_PROVIDED DATA_:
+++

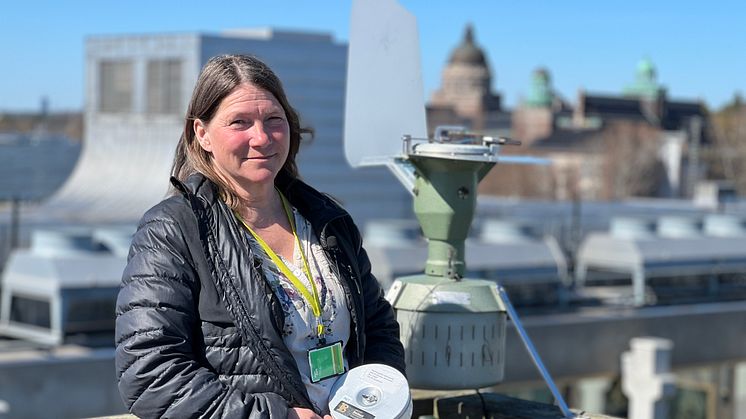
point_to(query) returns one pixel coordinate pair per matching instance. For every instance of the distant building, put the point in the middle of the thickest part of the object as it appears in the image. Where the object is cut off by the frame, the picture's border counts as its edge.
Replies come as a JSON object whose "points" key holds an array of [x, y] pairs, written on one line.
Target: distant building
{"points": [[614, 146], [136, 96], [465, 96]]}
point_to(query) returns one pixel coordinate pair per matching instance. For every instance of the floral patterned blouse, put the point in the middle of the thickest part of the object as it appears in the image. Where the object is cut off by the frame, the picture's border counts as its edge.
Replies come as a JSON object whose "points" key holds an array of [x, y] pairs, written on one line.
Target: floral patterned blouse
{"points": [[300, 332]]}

+++

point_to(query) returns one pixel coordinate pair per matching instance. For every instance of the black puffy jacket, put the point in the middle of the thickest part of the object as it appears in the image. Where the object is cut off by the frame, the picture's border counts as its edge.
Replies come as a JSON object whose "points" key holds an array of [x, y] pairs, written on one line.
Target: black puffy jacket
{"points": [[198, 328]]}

+++

_DIRECTIONS_:
Report each line above that contains the string "pixel", copying every such line in full.

_FINISHED EXERCISE_:
point_to(query) returns one pixel coordinate pair per matching instance. For every instance of the distant building, put the point in the middle of the thickest part of the object as it appears in the image. Where the object is cut off by the frame, the picture's border counts as its edge.
point_to(query) returns one pixel coordinate pair per matching instance. For every instance of the floral patterned blouse, put the point in the middle of the thickest part of the object as it appears in the image. Where the object is cut off by the frame, the picture's border counts as its edge.
point_to(query) returns one pixel coordinate pair per matching instance. For every instance of the black puffy jacket, put the point in the middle of the thickest part of the object as it appears in the image. Where the object is cut off by the frame, the picture's border counts as its edge.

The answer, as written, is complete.